▶ _Görev 1_
Hollanda Meclisi ile soykırım tanıma önergesini konu alan metni, hiçbir değişiklik yapmadan baştan sona yeniden yazınız.
### Kaynak Metin
Hollanda Meclisi yargının yetkisini gasp edemez
Hollanda, geçen hafta Ankara’daki Büyükelçisini geri çekerek Türkiye ile diplomatik ilişkilerini askıya aldı. Arkasından Hollanda Temsilciler Meclisi’ne Ermeni Soykırımını tanıma önergesi getirildi ve...
Hollanda, geçen hafta Ankara’daki Büyükelçisini geri çekerek Türkiye ile diplomatik ilişkilerini askıya aldı. Arkasından Hollanda Temsilciler Meclisi’ne Ermeni Soykırımını tanıma önergesi getirildi ve komisyonda kabul edildi.
Diplomatik ilişkilerin askıya alınması ile 1915 yılındaki olayların ne ilişkisi var diye sorulacaktır elbette.
İlişkisi var. Ermeni kırımı yapıldığı iddiası, Birinci Dünya Savaşında da emperyalist bir propaganda idi, bugün de. O zaman İngiltere vardı bu kampanyanın merkezinde, şimdi ABD.
Hollanda da ne yazık ki ABD’nin kuyruğunda.
SOYKIRIM BİR SUÇ TANIMI
Soykırım, bir suç tanımıdır. Soykırım kavramı, hukuki bir kavramdır, günlük dilimizdeki kırım, katliam, karşılıklı kırım gibi kavramlardan farklıdır.
######
### Çalışma Verileri
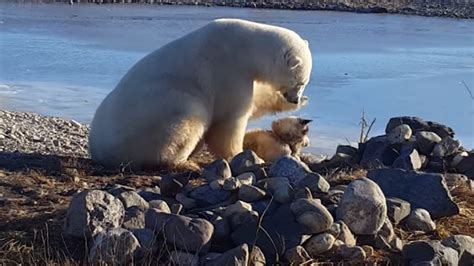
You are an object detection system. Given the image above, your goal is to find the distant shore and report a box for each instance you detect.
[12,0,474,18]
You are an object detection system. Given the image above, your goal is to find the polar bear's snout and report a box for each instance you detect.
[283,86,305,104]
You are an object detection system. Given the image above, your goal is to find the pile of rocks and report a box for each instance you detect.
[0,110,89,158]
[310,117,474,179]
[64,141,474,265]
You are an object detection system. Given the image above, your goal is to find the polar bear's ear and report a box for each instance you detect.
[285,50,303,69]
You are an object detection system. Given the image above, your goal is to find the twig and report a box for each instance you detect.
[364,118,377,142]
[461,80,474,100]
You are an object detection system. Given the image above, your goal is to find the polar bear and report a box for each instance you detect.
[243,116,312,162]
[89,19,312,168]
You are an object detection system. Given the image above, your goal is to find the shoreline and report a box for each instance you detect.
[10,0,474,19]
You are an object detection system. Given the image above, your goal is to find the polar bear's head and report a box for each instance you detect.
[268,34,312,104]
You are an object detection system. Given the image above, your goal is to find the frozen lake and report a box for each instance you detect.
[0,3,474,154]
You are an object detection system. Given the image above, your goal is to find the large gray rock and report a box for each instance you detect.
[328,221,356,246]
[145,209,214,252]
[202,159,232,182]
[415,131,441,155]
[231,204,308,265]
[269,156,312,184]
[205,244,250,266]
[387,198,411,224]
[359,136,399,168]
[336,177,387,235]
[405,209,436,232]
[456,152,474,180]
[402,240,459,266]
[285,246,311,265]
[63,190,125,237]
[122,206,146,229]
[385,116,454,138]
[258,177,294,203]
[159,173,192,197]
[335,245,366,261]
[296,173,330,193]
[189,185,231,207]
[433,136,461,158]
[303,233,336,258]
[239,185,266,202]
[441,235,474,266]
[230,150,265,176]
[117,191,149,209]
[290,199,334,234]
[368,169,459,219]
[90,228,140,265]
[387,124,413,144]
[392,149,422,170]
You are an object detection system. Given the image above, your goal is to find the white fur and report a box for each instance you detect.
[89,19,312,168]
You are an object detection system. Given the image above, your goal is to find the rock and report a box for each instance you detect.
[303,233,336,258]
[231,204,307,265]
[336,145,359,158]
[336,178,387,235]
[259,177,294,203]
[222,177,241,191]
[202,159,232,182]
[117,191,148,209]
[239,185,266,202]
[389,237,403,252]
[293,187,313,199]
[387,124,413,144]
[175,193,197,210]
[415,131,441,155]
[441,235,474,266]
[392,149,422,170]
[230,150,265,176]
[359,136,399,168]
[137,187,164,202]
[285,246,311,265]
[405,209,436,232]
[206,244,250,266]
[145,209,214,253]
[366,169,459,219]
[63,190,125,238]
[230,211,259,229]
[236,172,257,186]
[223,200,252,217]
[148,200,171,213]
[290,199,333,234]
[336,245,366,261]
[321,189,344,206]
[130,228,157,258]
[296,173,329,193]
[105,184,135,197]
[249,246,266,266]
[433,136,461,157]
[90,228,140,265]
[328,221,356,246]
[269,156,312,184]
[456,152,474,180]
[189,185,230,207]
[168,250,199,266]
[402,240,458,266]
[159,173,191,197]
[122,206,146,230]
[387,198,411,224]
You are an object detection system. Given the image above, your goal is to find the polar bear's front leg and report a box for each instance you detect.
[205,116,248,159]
######
### Çalışma Verileri
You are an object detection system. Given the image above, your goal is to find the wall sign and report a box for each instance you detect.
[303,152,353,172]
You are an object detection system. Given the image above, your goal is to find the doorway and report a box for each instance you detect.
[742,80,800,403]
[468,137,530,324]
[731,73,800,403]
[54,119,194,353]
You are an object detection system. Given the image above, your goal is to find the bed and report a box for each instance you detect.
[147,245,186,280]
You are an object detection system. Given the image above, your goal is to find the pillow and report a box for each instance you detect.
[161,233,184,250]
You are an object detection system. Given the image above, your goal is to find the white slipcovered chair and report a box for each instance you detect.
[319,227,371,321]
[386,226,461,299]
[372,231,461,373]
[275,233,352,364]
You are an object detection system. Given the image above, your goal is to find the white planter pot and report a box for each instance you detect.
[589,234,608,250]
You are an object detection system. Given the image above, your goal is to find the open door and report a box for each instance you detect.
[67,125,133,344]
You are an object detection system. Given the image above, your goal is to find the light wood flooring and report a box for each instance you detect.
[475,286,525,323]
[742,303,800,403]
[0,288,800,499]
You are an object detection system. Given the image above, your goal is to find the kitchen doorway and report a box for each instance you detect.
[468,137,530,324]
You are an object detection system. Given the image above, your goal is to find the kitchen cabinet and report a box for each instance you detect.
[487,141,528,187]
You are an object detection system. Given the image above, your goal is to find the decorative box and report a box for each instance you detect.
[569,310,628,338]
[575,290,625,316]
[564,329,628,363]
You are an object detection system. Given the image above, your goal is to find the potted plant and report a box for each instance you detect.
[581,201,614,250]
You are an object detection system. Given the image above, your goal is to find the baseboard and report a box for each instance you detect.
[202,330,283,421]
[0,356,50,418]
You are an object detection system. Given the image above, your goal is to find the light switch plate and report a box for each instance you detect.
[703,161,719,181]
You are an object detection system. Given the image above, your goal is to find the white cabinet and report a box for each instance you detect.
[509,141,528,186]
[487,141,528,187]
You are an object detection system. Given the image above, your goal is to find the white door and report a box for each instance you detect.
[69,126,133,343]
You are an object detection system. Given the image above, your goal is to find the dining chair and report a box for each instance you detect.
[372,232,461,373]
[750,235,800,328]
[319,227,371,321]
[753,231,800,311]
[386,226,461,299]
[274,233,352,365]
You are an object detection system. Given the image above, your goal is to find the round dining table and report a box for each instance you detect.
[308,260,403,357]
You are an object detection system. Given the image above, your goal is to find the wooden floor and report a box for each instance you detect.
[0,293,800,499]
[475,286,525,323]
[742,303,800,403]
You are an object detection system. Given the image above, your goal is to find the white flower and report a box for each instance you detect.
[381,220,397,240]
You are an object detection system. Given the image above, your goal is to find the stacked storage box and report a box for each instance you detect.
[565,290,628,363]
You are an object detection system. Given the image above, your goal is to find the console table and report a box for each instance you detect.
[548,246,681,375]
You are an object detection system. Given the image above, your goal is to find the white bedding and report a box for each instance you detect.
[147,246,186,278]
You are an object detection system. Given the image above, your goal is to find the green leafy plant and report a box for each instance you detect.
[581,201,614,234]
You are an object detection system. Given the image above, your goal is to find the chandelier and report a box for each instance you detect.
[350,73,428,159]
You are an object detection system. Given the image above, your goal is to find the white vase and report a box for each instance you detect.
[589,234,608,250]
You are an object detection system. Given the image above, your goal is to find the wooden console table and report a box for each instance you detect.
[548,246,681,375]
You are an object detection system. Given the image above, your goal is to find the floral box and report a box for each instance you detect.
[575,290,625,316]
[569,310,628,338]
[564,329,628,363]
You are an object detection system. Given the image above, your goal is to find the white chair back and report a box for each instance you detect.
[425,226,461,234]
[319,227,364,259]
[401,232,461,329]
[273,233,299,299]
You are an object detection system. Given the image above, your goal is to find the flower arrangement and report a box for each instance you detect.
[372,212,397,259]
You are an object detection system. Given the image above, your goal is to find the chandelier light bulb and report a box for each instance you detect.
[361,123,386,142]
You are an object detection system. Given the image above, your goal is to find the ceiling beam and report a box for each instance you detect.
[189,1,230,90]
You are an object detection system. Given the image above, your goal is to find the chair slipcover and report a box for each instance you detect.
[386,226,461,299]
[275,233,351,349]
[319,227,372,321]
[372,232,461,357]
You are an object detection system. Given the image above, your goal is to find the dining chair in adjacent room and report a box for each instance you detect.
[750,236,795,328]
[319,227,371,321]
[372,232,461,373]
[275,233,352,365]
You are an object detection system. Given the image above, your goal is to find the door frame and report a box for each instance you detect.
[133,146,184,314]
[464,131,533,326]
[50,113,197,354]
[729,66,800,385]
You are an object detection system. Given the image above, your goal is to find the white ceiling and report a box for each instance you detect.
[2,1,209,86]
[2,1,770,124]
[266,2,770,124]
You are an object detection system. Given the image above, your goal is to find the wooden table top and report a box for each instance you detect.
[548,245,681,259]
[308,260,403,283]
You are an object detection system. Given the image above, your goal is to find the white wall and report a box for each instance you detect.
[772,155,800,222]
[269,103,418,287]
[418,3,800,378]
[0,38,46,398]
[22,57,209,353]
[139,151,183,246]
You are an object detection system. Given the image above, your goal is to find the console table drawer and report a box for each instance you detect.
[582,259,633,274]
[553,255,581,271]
######
▶ _Görev 2_
Listede "find the shoreline" ifadesinin geçtiği satırdan başlayıp "[0,3,474,154]" ifadesinin geçtiği satırdan sonra durarak bu satırları, istekler de dahil olmak üzere yeniden yazınız. Yalnızca yanıtlardaki kutu koordinatlarını 2,25 ile çarparak ölçekleyiniz ve tam sayıya yuvarlayınız; buçukluları yukarı yuvarlayınız.

▶ _Alıştırma Yanıtı 1_
Hollanda Meclisi yargının yetkisini gasp edemez
Hollanda, geçen hafta Ankara’daki Büyükelçisini geri çekerek Türkiye ile diplomatik ilişkilerini askıya aldı. Arkasından Hollanda Temsilciler Meclisi’ne Ermeni Soykırımını tanıma önergesi getirildi ve...
Hollanda, geçen hafta Ankara’daki Büyükelçisini geri çekerek Türkiye ile diplomatik ilişkilerini askıya aldı. Arkasından Hollanda Temsilciler Meclisi’ne Ermeni Soykırımını tanıma önergesi getirildi ve komisyonda kabul edildi.
Diplomatik ilişkilerin askıya alınması ile 1915 yılındaki olayların ne ilişkisi var diye sorulacaktır elbette.
İlişkisi var. Ermeni kırımı yapıldığı iddiası, Birinci Dünya Savaşında da emperyalist bir propaganda idi, bugün de. O zaman İngiltere vardı bu kampanyanın merkezinde, şimdi ABD.
Hollanda da ne yazık ki ABD’nin kuyruğunda.
SOYKIRIM BİR SUÇ TANIMI
Soykırım, bir suç tanımıdır. Soykırım kavramı, hukuki bir kavramdır, günlük dilimizdeki kırım, katliam, karşılıklı kırım gibi kavramlardan farklıdır.

▶ _Alıştırma Yanıtı 2_
You are an object detection system. Given the image above, your goal is to find the shoreline and report a box for each instance you detect.
[23,0,1067,43]
You are an object detection system. Given the image above, your goal is to find the polar bear's head and report a box for each instance you detect.
[603,77,702,234]
You are an object detection system. Given the image above, your goal is to find the frozen lake and report a box for each instance you detect.
[0,7,1067,347]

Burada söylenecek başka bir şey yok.